**Document segment:**
— begin —
Thanks for the speedy example, doubt I will get time to try it this evening (Yankees vs Boston game) but going to see what I can do with this first thing in the morning.

----------


## Vascant

When I started looking at it wasn't to sure if I was going to really like but after doing it and playing with a few settings I think the results are much better then what I was doing originally.  Thanks for the pointers and example with this.  This will also allow me to do some things on maps that I had yet figured out "how" I was going to accomplish them.

----------


## jfrazierjr

You should also consider doing the same on the walls(or add a bevel) to give the wall/floor separation/depth.  You can see some examples using BOTH effects here and here.

BTW, I also used the dodge/burn tool to give those even more depth.   dodge helps darken up the darks and makes for a deep "looking" drop off.  While lightening up the "top" of an elevation chance a bit gives just a bit of contrast that really sells the offset between light/dark, high/low.

Oh... and good job there, you have the idea well in hand... I would probably go a darker closer in to the "ledge"(pretty much pure black and with perhaps a slightly larger fade area), especially with the large elevation change you are trying to depict.

----------


## Vascant

I've been doing the sides of the walls thus far by hand and currently like it so far, while I agree it is more work it allows me to favor areas and go lighter on some others.  I did also wonder/consider expanding the shade and darkening to add some depth.  I do like the over all look and feel, especially after stepping back for a bit and then looking at the map.  Started a new one after that and going to add a few different points of elevation changes to allow me to work on what you mentioned.  So we will see  :Smile:

----------


## Vascant

Started playing with the new style of how to illustrate a ledge on the map, from my stand point it does seem a lot easier to depict on the map what it is and such.

----------


## jfrazierjr

Very nice... while I would go darker in some places, it is VERY easy to tell now that these are different levels.    One question... the exclusionary path, does it come out UNDER the ledge or at the same height?  Since it is darker in color, it appears that it goes under the ledge and that the exit is down in the dark area below the ledge.  If that is not the case, I would suggest making the path the same color as your main floors.

----------


## Vascant

> Very nice... while I would go darker in some places, it is VERY easy to tell now that these are different levels.    One question... the exclusionary path, does it come out UNDER the ledge or at the same height?  Since it is darker in color, it appears that it goes under the ledge and that the exit is down in the dark area below the ledge.  If that is not the case, I would suggest making the path the same color as your main floors.


Thanks, yeah I have been steadily looking it over and adding more and more depth where it seems to be lacking or needing it.  I do have to again say thanks, that was all you  :Smile:  

The path is hidden by an illusion but I think I need to shorten that up to just the entry way, I didn't see what you were saying until you said it.

----------


## eViLe_eAgLe

That looks very nice.. Repped  :Smile:

----------


## Vascant

eViLe_eAgLe:  Thanks


Next little project in all this, or should I say goal is the ability for this to work as sections to create a much larger map to explore.  So I created an 8x8 that exists using 2 of the sections already created.


This new section fits between these 2 sections


(Lets hope all this web stuff properly works)

----------


## jfrazierjr

for the river, I would suggest either a) reduce the opacity (using a layer mask) where it abuts the floor IF the water is the same level as the floor at it's edge or b) add shadows and a hard edge to the floor to indicate that the water is below floor level.
— end —
**Data lines:**
— begin —
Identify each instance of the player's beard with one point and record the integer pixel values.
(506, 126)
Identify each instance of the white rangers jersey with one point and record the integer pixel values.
— end —
**Exercise objective:**
In the forum thread, condense jfrazierjr's paragraph that begins "Very nice... while I would go darker" into a short bulleted list that keeps its main points.

**Solution:**
- Some places could be darker, but the different levels are now very easy to tell apart.
- Question: does the exclusionary path come out under the ledge or at the same height?
- Because the path is darker, it seems to run under the ledge, with its exit in the dark area below.
- If that is not intended, the path should be the same color as the main floors.